▸ **PASSAGE PROVIDED**:
*** Block opens ***
Active Users:761 Time:10/06/2026 12:28:22 AM
Makes sense; I've always heard invasion casualty estimates were 3 million dead. - Edit 1

Before modification by Joel at 04/03/2010 10:41:32 PM

A million of ours, two million of theirs. People today don't understand the mentality summed up in "death before dishonor" and few have heard the stories of hardened war veterans who knew they couldn't win but were dug into caves and cliff sides where they knew the death toll to finish them off would be staggering. VERY few people understand or even know about Japanese fascism driven by an Army Party as committed to nationalism and militarism as the worst German Nazi. Or remember the Bataan death march where not just soldiers but medical personnel were summarily executed if they couldn't keep moving. Germany had it's "War Guilt" conveniently blamed on Jews, but fascist Japan had as deep a sense of racial superiority born of a nation that hadn't lost a war in 2000 years. To see much, if not all, of this corroborated by a member of the IJN makes all the arguments that atomic bombs were inexcusable under any circumstances so much more hollow. And even at that, the United States has offered formal apologies and reparations to victims of the Hiroshima and Nagasaki blasts; no such measures are forthcoming nor expected for survivors of Bataan, Pearl or the Rape of Nanking, nor their families, and Korean girls forced into military prostitution at gunpoint remain persona non grata with the Japanese government.
*** Block closes ***
▸ **TASKS AND EXERCISES**:
**A)** Translate this sentence from the forum post into French: "Makes sense; I've always heard invasion casualty estimates were 3 million dead."
**B)** Name every event or place that the forum post mentions as one whose survivors are not expected to receive apologies or reparations.
**C)** According to the forum post, how long had Japan gone without losing a war?
The data that come next are drawn from a separate source, not from the forum post.

Records drawn from a dataset:
*** Block opens ***
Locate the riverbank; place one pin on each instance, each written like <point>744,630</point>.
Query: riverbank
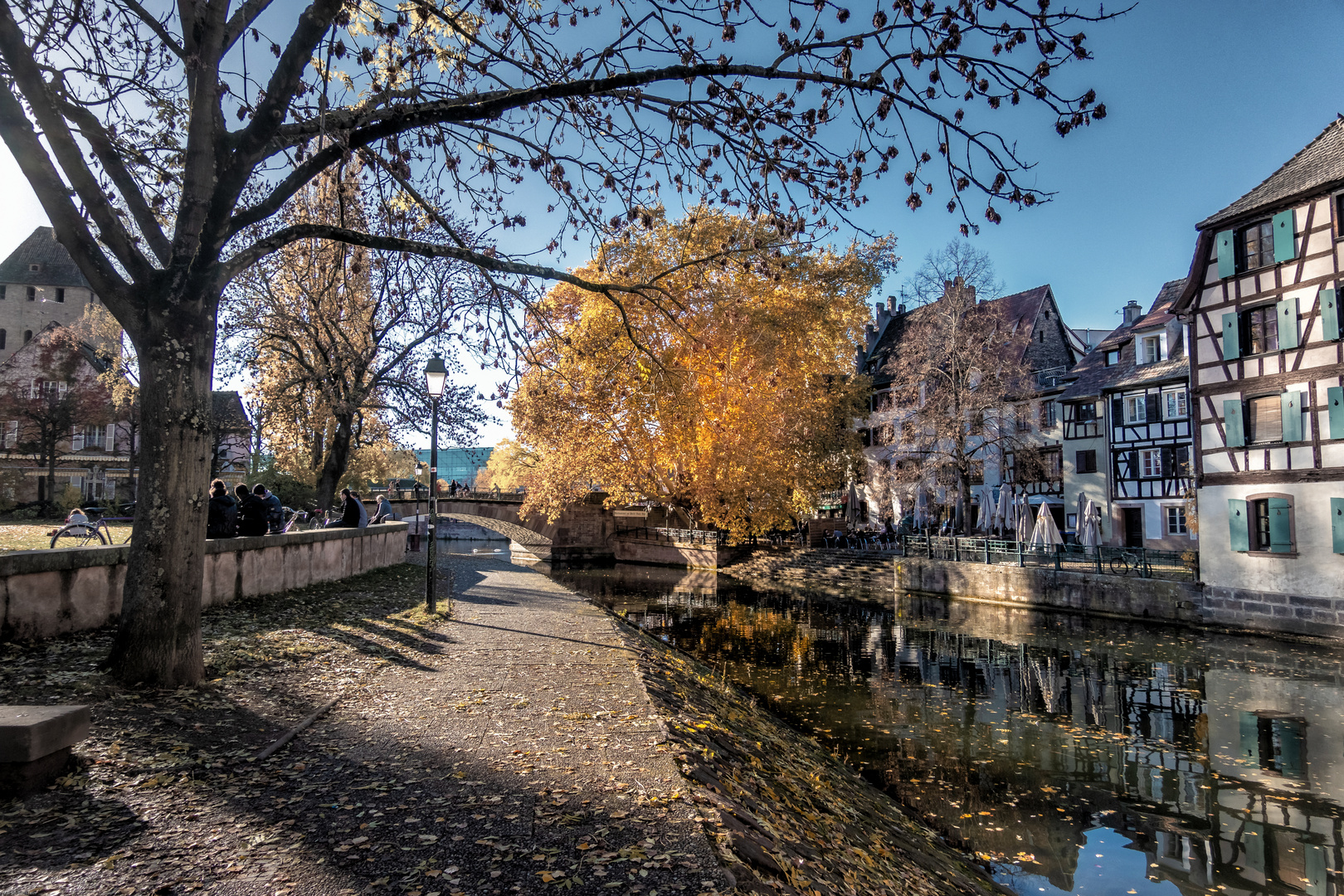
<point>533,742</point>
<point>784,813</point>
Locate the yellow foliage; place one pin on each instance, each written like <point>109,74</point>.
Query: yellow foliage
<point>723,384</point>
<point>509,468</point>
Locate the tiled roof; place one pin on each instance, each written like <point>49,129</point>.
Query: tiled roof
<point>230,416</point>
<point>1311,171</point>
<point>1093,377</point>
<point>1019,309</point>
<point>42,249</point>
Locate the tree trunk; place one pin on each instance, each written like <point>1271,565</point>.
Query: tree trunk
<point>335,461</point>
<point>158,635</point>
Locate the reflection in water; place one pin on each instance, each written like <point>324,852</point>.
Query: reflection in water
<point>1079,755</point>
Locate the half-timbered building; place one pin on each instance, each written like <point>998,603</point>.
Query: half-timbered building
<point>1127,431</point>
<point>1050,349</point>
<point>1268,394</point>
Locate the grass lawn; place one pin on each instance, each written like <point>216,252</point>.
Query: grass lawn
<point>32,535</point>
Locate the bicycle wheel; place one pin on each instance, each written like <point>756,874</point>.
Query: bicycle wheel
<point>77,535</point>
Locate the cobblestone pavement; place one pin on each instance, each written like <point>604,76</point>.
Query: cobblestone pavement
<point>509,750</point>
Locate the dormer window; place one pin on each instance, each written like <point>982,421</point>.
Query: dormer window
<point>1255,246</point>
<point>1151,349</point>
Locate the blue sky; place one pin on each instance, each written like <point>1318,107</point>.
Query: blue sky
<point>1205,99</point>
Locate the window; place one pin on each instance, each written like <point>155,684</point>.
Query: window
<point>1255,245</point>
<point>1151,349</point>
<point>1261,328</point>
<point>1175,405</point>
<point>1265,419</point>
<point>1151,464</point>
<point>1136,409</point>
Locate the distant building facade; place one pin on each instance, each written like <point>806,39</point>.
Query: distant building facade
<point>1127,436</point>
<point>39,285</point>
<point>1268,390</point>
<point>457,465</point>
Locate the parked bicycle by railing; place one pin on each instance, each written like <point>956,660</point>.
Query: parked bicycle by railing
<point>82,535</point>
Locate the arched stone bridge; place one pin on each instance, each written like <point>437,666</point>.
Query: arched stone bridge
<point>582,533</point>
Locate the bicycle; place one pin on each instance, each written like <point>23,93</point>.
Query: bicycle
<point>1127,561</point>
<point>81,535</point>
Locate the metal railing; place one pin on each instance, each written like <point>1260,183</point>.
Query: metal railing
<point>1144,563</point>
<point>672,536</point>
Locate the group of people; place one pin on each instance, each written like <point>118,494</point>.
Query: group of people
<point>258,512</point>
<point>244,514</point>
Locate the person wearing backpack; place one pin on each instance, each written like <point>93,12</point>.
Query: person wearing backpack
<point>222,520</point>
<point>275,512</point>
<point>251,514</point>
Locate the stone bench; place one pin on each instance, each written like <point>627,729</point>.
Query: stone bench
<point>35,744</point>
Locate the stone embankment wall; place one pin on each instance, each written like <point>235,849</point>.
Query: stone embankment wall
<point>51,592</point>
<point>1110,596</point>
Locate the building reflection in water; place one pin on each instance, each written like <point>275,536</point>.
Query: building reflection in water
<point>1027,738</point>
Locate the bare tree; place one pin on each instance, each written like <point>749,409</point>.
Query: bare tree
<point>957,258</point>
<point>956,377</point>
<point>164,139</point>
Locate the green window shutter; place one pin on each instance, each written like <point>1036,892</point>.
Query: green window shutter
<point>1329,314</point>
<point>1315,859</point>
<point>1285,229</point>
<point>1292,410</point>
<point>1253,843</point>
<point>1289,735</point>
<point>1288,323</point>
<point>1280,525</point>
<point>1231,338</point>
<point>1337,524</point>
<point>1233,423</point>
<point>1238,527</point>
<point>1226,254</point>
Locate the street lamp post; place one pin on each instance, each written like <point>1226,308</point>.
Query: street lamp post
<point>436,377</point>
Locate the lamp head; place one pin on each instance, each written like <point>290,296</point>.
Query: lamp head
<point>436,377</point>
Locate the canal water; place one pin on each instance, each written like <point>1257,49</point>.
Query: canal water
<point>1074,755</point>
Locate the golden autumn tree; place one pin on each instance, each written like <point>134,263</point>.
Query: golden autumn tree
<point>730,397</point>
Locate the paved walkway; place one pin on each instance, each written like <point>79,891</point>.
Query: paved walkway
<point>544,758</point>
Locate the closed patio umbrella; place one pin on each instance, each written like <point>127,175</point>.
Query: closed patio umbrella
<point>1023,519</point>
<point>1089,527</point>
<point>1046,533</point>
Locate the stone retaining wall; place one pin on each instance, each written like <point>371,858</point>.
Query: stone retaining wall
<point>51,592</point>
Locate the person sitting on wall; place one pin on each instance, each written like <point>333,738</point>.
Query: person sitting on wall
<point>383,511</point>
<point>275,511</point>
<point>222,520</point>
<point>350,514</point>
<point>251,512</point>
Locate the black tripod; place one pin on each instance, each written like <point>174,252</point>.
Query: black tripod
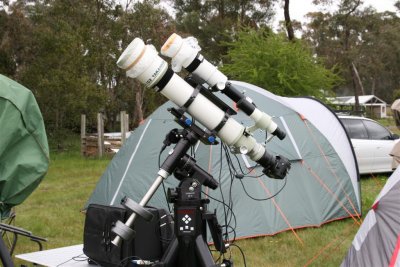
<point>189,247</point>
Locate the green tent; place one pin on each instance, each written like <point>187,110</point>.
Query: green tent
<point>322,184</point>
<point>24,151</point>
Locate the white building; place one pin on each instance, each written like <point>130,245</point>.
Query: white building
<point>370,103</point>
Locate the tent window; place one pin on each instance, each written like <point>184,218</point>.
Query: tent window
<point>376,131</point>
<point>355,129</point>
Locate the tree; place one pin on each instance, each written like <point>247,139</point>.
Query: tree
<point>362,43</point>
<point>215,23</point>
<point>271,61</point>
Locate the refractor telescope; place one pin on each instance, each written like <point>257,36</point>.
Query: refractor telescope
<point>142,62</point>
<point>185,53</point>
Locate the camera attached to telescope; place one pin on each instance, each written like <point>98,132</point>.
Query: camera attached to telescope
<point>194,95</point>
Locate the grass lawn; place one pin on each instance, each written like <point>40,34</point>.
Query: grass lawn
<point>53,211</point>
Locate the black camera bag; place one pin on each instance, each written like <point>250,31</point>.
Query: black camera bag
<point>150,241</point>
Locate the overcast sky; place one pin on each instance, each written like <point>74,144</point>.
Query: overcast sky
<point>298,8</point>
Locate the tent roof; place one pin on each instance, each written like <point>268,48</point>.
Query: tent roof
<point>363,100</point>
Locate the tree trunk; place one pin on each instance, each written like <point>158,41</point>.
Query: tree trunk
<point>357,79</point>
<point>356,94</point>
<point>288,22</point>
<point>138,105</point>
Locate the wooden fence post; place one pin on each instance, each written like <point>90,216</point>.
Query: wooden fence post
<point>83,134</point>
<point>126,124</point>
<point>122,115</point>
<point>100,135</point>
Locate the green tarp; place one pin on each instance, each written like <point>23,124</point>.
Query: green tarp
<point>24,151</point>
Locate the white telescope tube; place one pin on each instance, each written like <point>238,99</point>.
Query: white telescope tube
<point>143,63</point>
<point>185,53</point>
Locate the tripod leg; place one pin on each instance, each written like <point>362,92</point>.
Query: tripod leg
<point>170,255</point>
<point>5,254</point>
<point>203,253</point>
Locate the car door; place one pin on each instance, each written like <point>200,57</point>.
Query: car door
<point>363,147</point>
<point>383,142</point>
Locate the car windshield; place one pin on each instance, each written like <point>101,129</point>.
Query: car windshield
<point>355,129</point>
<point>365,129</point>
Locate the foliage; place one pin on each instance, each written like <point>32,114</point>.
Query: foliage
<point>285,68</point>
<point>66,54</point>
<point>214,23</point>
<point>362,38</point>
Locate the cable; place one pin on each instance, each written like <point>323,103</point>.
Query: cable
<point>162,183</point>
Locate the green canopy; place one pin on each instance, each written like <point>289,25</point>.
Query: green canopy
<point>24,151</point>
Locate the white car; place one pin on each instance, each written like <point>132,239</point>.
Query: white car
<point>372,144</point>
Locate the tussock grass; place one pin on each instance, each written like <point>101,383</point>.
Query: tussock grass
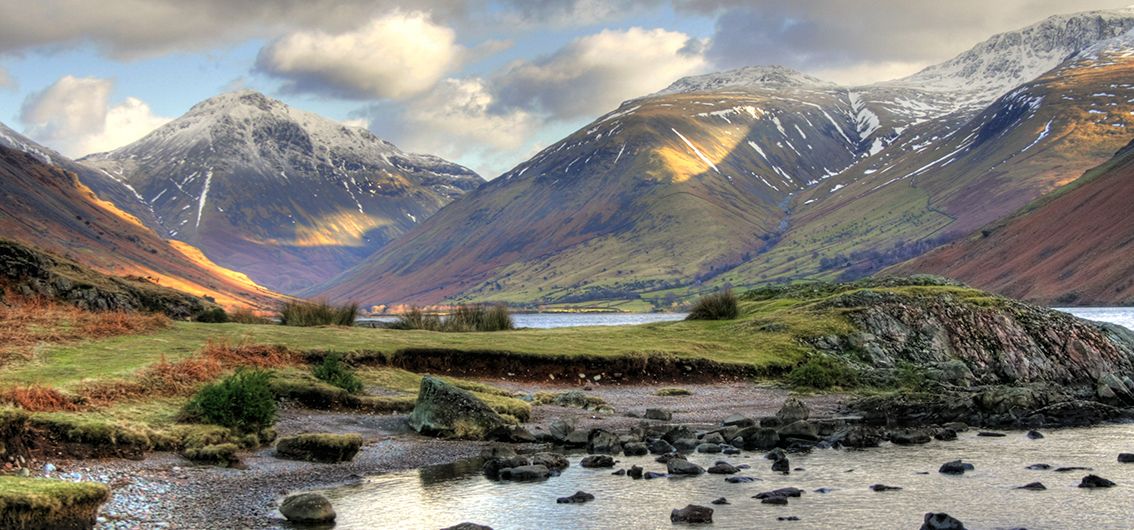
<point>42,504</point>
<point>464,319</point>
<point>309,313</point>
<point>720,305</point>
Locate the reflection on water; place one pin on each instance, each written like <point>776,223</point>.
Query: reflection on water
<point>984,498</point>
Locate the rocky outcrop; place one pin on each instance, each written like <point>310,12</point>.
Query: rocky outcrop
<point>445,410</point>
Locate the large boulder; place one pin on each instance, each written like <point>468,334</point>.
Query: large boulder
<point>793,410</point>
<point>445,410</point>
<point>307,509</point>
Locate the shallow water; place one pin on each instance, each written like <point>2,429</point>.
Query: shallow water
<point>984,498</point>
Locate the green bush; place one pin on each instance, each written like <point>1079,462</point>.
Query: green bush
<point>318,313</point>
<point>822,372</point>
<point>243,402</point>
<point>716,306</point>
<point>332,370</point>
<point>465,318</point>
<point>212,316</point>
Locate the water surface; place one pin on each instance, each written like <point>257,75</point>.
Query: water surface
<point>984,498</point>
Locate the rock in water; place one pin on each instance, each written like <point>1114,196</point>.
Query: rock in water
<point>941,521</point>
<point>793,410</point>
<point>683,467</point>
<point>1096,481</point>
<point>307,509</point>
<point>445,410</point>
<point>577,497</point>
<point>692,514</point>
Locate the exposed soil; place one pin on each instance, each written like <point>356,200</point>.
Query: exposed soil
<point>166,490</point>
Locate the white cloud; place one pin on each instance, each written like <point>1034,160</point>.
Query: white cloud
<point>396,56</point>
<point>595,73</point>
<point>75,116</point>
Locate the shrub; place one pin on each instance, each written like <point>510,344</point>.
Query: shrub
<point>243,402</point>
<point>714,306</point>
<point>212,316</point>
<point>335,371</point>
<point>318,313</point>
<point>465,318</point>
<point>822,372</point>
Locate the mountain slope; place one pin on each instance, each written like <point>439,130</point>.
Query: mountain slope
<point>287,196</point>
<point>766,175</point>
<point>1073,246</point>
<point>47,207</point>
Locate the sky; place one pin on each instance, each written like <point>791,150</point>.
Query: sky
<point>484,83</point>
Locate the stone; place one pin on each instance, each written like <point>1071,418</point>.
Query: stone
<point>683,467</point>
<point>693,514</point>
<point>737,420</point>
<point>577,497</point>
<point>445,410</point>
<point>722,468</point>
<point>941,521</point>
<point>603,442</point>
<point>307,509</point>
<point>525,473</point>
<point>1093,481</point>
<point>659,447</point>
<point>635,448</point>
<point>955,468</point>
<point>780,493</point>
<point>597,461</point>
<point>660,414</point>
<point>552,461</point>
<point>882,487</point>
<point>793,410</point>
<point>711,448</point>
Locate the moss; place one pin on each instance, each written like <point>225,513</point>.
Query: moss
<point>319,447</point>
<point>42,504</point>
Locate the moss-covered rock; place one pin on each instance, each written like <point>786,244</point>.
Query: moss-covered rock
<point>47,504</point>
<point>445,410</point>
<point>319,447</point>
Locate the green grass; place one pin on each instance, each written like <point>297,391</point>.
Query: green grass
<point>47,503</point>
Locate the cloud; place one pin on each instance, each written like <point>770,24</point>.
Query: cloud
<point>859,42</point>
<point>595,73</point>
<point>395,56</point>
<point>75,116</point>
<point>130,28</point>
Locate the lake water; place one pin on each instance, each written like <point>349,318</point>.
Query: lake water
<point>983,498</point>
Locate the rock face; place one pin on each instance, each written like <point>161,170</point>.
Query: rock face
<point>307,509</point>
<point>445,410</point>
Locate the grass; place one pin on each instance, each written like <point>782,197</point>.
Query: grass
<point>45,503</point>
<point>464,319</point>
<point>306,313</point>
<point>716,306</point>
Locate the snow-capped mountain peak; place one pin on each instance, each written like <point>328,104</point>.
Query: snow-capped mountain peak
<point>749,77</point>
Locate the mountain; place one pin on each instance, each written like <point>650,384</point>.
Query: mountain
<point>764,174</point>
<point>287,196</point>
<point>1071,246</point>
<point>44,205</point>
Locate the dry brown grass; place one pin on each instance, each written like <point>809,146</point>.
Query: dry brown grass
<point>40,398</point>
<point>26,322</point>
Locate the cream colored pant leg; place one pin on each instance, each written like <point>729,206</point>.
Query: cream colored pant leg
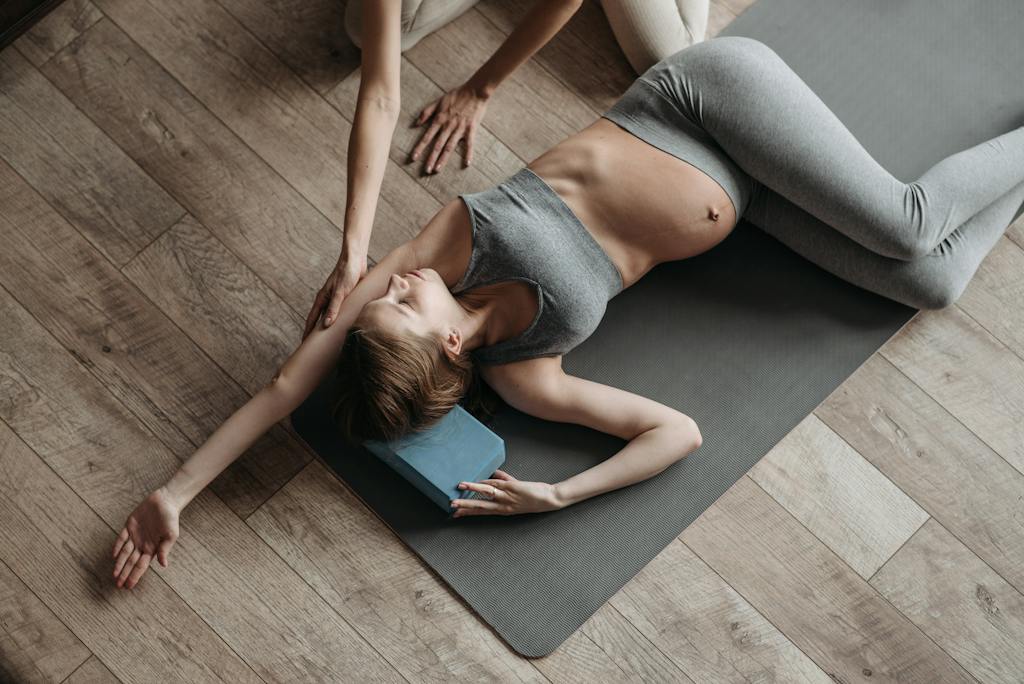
*** Block closes ***
▸ **YOUR WRITTEN ANSWERS**:
**A)** C'est logique ; j'ai toujours entendu dire que les estimations des pertes en cas d'invasion s'élevaient à 3 millions de morts.

**B)** Bataan, Pearl, the Rape of Nanking

**C)** 2000 years.